→ Material shown
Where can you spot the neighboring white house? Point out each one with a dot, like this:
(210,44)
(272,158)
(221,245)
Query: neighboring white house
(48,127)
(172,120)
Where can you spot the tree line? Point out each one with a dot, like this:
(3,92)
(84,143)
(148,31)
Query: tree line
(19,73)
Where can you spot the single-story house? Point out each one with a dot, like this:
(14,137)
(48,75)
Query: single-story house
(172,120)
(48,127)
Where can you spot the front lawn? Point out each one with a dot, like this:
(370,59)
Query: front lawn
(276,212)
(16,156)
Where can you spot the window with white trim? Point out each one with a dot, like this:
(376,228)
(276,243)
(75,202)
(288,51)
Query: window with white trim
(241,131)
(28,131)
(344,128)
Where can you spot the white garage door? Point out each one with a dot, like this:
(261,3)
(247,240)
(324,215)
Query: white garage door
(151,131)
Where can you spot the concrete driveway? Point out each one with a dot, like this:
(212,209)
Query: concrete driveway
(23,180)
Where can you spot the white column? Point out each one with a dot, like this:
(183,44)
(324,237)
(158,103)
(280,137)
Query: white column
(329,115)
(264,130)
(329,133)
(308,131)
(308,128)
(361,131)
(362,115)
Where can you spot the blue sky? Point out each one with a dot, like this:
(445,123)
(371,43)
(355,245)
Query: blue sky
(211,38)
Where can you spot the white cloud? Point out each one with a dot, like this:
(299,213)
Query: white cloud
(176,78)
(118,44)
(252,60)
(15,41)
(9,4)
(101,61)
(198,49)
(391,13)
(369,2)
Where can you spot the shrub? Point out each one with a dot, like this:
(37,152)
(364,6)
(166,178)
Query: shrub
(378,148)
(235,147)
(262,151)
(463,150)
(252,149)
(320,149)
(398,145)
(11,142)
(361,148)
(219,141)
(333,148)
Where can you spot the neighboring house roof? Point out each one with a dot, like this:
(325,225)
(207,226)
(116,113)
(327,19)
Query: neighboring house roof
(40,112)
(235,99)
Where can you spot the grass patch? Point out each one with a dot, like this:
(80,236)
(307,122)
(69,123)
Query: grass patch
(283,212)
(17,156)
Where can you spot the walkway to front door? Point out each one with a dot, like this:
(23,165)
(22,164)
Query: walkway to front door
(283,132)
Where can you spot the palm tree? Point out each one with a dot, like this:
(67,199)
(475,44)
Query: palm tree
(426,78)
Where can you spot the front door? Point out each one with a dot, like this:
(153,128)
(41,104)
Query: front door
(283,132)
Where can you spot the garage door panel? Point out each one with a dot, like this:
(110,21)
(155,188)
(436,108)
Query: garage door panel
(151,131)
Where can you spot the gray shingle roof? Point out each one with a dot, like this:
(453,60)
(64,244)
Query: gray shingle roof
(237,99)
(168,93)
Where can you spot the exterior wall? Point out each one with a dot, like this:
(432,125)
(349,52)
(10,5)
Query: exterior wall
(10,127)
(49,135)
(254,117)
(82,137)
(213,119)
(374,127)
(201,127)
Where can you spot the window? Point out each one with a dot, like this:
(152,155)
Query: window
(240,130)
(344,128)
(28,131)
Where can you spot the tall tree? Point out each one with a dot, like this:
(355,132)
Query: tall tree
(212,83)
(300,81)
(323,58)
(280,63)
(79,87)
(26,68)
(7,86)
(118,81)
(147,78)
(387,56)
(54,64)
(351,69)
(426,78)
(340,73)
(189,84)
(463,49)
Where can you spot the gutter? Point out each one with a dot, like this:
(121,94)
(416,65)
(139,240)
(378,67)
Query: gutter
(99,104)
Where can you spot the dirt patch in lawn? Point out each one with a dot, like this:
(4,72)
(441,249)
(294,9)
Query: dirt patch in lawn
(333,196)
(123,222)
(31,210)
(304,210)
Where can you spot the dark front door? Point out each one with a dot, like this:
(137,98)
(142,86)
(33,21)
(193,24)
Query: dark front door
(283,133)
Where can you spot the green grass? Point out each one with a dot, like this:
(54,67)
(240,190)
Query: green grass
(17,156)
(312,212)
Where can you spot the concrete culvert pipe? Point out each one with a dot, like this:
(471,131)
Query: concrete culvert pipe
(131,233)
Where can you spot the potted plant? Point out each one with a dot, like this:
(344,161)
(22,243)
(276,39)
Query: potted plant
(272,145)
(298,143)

→ Work item
Your task is to transcribe the listing above in full and exactly.

→ Task result
Where can you spot the neighboring white house? Point out each one with a dot, like this:
(210,44)
(272,158)
(221,245)
Query: neighboring white house
(48,127)
(172,120)
Where can you spot the tree line? Point out each one with a dot, like this:
(3,92)
(84,143)
(148,31)
Query: tree line
(19,73)
Where can you spot the single-story house? Point out each one with a dot, like this:
(14,137)
(48,75)
Query: single-story house
(172,120)
(48,127)
Where can you spot the front lawn? Point out each one with a dot, like this:
(370,59)
Query: front lawn
(276,212)
(16,156)
Where can you spot the window with white trim? Point out each one with a dot, like this:
(376,228)
(276,243)
(75,202)
(288,51)
Query: window with white trim
(241,131)
(28,131)
(344,128)
Where can you spot the white garage door? Point out each one with a dot, like this:
(261,3)
(247,240)
(324,215)
Query: white garage door
(151,131)
Where can you spot the concrete driveway? Point out each one with a dot, like this:
(212,209)
Query: concrete driveway
(23,180)
Where can you spot the white column? Point out each one with a dot, like this:
(183,44)
(324,237)
(158,103)
(280,137)
Query: white column
(329,115)
(264,130)
(329,133)
(308,131)
(308,128)
(361,131)
(362,115)
Where can you spot the blue sky? Point out each one with a dot, like this:
(445,123)
(371,43)
(355,245)
Query: blue sky
(211,38)
Where can you spot the white cloud? Point out each one with a dot, like this:
(299,213)
Query: white cloud
(176,78)
(118,44)
(252,60)
(15,41)
(9,4)
(101,61)
(198,49)
(391,13)
(369,2)
Where can you spot the shrub? Point out each one with a dot, like this:
(37,152)
(364,6)
(166,178)
Query: shrub
(378,148)
(235,147)
(262,151)
(463,150)
(252,149)
(320,149)
(398,145)
(11,142)
(361,148)
(219,141)
(333,148)
Where can you spot the neighboring house roof? Point out each one with a dot, like this:
(325,225)
(207,226)
(116,113)
(327,19)
Query: neighboring house roof
(40,112)
(235,99)
Where can you spot the grass patch? Point out each one with a dot, like this:
(80,236)
(307,122)
(69,123)
Query: grass patch
(283,212)
(17,156)
Where can you spot the walkway to front door? Point out each one with a dot, like this:
(23,165)
(22,164)
Query: walkway to front door
(283,132)
Where can you spot the palm tree? Point out each one with a dot, like this:
(67,199)
(475,44)
Query: palm tree
(426,78)
Where can you spot the front door? Point out each one with a dot, like this:
(153,128)
(41,104)
Query: front door
(283,132)
Where can you spot the garage door panel? Point out each one with a dot, like this:
(110,21)
(155,188)
(436,108)
Query: garage door panel
(151,131)
Where can you spot the gray shingle roof? Point out each one with a dot, like this:
(453,60)
(64,244)
Query: gray shingle roof
(237,99)
(168,93)
Where can you spot the exterior wall? Point out each one with a dot, like this:
(432,125)
(349,52)
(10,5)
Query: exterior wall
(10,127)
(49,135)
(254,117)
(82,137)
(213,119)
(374,127)
(201,127)
Where can you spot the window? Point out each one with a dot, like this:
(152,155)
Query: window
(240,130)
(344,128)
(28,131)
Where can you spot the tall tree? Point out each one with a dot, like this:
(355,132)
Query: tall tree
(212,83)
(300,81)
(323,58)
(280,63)
(79,87)
(26,68)
(7,86)
(118,81)
(147,78)
(387,56)
(54,64)
(351,69)
(426,78)
(340,73)
(189,84)
(463,49)
Where can you spot the gutter? Point out each one with a dot, like this:
(121,94)
(416,65)
(139,240)
(378,67)
Query: gutter
(99,104)
Where can you spot the dirt patch in lawn? Point out each one with a dot, like this:
(4,72)
(441,249)
(294,9)
Query: dirt patch in lawn
(333,196)
(123,222)
(31,210)
(304,210)
Where can you spot the dark front door? Point out each one with a dot, like this:
(137,98)
(142,86)
(33,21)
(193,24)
Query: dark front door
(283,133)
Where can you spot the green grass? Point out each one with a dot, like this:
(54,67)
(240,190)
Query: green grass
(17,156)
(312,212)
Where can you spot the concrete culvert pipe? Point out each one with a dot, like this:
(471,131)
Query: concrete culvert pipe
(131,233)
Where can you spot the potted plant? Point out each one with a dot, like this:
(344,161)
(22,243)
(276,39)
Query: potted plant
(272,145)
(298,143)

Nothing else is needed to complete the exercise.